[Selected extract]
--------
In order to ensure compliance with the commitments, the merging parties agree to appoint a monitoring trustee that reports to MOFCOM.

The decision’s implications

It is not immediately apparent what lessons can be drawn from the Uralkali/Silvinit decision because MOFCOM relied on a variety of arguments to conclude that the transaction was anti-competitive.

If one looks at the unilateral effects theory in isolation (for example, without taking into the account MOFCOM’s explanations on the importance of imports into China), then the decision appears to be quite far-reaching. In Uralkali/Silvinit, the merging parties had a relatively low combined share in the potassium chloride market: 33% worldwide and 25% in China. These figures are considerably below the level of the previous lowest market share objected to by MOFCOM when imposing conditions (46.3% in Panasonic/Sanyo). The merger would, according to MOFCOM, only create the world’s No 2 potash supplier.

A careful reading of the decision, however, suggests that coordinated effects may have played a role as well: indeed, the two major potash suppliers (including the merged entity) would control 70% of the worldwide market post-transaction. This is MOFCOM’s second public decision where it has taken issue with the coordinated effects of a transaction. However, unlike in Novartis/Alcon where MOFCOM found that the exclusive distribution agreement between the merged entity and a third party would lead to coordination of their conduct, the Uralkali/ Silvinit decision does not explain how Potash Corp and the merged entity would coordinate their behavior. In that regard, it is surprising that MOFCOM neither provided additional details on the concentrated nature of the potash market, nor mentioned the export cooperation mechanisms that exist between the various potash suppliers in Canada and Belarus.
--------
[Supplied data]

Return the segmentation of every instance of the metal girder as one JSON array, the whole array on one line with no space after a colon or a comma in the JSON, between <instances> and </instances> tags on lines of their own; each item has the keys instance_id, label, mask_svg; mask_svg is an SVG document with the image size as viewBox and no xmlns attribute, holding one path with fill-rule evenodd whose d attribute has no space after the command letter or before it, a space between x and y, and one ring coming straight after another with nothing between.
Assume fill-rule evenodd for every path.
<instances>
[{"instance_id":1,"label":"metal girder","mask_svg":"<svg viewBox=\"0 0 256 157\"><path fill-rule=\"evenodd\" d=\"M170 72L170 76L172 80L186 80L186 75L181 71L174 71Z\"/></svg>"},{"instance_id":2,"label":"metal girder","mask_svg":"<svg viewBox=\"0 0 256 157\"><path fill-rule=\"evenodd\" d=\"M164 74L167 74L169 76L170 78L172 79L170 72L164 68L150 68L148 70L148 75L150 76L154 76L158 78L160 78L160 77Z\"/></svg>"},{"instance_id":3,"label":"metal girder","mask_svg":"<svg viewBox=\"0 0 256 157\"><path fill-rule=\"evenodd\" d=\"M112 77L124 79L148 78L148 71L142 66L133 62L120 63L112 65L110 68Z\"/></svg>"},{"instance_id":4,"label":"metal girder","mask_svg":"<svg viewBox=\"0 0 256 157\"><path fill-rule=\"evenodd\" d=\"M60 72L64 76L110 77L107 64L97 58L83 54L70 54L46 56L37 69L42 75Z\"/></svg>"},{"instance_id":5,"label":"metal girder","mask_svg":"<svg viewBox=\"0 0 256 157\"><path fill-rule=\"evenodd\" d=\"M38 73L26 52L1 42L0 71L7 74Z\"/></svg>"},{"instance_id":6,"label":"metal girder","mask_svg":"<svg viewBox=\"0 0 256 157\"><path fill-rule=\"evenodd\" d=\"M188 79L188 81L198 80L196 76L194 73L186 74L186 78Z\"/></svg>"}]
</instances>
--------
[Work to be completed] Reproduce the full passage on MOFCOM's Uralkali/Silvinit merger decision from above, word for word, with no changes.

[Written response]
In order to ensure compliance with the commitments, the merging parties agree to appoint a monitoring trustee that reports to MOFCOM.

The decision’s implications

It is not immediately apparent what lessons can be drawn from the Uralkali/Silvinit decision because MOFCOM relied on a variety of arguments to conclude that the transaction was anti-competitive.

If one looks at the unilateral effects theory in isolation (for example, without taking into the account MOFCOM’s explanations on the importance of imports into China), then the decision appears to be quite far-reaching. In Uralkali/Silvinit, the merging parties had a relatively low combined share in the potassium chloride market: 33% worldwide and 25% in China. These figures are considerably below the level of the previous lowest market share objected to by MOFCOM when imposing conditions (46.3% in Panasonic/Sanyo). The merger would, according to MOFCOM, only create the world’s No 2 potash supplier.

A careful reading of the decision, however, suggests that coordinated effects may have played a role as well: indeed, the two major potash suppliers (including the merged entity) would control 70% of the worldwide market post-transaction. This is MOFCOM’s second public decision where it has taken issue with the coordinated effects of a transaction. However, unlike in Novartis/Alcon where MOFCOM found that the exclusive distribution agreement between the merged entity and a third party would lead to coordination of their conduct, the Uralkali/ Silvinit decision does not explain how Potash Corp and the merged entity would coordinate their behavior. In that regard, it is surprising that MOFCOM neither provided additional details on the concentrated nature of the potash market, nor mentioned the export cooperation mechanisms that exist between the various potash suppliers in Canada and Belarus.